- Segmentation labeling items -
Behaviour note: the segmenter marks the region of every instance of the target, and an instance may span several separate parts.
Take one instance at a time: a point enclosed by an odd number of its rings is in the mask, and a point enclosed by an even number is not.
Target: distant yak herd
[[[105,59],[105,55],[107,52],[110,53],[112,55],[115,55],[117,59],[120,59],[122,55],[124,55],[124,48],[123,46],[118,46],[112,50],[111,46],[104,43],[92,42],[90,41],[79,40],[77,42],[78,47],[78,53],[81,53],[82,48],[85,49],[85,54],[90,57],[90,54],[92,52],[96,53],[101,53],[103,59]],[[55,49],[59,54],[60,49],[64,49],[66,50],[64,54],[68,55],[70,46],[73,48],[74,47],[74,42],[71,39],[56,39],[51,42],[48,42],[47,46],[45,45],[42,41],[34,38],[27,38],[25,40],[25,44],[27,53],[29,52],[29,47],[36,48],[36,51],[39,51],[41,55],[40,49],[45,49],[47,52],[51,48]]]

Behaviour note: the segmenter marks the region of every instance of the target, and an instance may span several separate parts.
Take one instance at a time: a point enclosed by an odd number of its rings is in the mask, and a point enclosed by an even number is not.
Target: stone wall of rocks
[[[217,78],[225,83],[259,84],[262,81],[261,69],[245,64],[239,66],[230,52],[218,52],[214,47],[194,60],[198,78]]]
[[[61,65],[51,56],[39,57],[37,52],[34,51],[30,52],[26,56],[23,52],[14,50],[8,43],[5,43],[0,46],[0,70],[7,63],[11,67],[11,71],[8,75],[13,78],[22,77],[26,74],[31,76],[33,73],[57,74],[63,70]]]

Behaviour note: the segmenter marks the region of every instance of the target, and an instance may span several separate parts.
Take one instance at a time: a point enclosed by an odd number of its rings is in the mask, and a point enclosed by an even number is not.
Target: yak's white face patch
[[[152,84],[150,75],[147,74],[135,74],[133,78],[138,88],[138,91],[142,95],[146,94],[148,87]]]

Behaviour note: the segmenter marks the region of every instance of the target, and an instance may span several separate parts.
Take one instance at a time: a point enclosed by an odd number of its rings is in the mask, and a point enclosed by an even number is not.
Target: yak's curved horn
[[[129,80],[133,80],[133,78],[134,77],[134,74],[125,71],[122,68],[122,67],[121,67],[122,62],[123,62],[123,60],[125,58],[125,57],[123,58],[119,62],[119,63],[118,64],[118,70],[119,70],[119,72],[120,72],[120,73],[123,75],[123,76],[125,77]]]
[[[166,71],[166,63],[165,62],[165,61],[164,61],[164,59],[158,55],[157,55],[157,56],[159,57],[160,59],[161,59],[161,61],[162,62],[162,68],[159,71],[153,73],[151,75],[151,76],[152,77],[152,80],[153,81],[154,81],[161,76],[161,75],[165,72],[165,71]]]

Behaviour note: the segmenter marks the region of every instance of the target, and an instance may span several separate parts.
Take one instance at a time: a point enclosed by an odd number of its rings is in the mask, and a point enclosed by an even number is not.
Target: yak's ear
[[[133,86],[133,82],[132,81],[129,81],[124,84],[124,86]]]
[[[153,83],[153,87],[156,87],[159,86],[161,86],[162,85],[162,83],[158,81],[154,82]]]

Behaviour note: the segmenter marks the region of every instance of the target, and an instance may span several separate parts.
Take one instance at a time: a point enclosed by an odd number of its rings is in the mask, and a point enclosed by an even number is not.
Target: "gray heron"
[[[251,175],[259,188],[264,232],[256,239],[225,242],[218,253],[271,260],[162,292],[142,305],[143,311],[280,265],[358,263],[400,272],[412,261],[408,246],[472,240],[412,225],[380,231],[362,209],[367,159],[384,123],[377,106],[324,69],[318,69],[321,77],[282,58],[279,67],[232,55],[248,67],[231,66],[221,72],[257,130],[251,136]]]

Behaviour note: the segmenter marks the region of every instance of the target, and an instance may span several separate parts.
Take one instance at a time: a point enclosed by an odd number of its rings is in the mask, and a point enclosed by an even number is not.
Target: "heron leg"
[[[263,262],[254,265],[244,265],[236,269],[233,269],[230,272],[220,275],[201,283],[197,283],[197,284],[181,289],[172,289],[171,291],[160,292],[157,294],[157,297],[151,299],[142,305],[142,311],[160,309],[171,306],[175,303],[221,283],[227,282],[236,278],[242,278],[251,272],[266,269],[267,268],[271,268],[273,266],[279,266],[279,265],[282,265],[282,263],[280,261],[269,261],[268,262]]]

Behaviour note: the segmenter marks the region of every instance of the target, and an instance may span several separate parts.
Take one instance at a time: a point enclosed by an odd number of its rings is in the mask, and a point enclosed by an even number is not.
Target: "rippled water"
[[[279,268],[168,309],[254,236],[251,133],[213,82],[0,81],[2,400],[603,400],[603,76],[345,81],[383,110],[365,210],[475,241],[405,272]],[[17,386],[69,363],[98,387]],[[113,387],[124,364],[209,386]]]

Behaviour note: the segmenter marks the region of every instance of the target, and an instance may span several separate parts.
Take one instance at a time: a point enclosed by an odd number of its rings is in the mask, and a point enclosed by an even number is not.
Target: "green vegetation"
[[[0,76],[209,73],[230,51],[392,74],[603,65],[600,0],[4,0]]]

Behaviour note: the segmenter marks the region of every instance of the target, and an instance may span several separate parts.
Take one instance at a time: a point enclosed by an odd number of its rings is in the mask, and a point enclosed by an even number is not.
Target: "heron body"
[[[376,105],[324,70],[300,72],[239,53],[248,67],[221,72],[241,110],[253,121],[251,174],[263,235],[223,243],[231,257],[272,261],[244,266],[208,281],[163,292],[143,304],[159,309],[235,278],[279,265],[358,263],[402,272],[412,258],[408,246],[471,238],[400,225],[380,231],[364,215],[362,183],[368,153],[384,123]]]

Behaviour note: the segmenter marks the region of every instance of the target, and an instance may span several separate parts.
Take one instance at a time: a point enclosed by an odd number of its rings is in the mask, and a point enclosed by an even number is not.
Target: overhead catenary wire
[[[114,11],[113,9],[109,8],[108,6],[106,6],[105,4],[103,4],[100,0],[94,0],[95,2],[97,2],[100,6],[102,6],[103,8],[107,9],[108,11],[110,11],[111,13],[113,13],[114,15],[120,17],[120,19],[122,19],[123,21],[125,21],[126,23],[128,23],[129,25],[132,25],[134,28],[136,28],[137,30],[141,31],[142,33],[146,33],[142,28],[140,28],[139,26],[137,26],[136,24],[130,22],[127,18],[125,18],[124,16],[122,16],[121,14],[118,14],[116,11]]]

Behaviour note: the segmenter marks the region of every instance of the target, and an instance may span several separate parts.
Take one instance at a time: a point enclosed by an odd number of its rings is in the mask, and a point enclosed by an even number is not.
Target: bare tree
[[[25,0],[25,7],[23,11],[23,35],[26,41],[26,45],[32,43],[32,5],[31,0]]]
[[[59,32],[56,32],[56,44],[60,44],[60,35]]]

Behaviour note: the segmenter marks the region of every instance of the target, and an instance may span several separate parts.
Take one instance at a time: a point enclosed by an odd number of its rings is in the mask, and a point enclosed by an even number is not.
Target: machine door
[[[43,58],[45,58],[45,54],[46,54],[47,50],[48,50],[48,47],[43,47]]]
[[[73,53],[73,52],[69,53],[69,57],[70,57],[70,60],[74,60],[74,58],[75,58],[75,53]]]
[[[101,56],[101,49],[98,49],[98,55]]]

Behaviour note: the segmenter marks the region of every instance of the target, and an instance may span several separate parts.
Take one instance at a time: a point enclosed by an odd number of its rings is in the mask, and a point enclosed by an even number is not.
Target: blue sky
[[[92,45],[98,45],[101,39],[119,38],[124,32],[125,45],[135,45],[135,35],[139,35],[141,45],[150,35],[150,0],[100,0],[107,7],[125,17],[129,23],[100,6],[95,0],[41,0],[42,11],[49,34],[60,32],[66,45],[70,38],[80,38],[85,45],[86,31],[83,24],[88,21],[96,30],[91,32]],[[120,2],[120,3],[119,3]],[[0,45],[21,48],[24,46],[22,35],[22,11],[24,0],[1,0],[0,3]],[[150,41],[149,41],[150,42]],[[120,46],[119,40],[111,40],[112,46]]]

- SHORT EXERCISE -
Count the lines of the records that contain the word "heron", and reply with the number only.

- REPLY -
3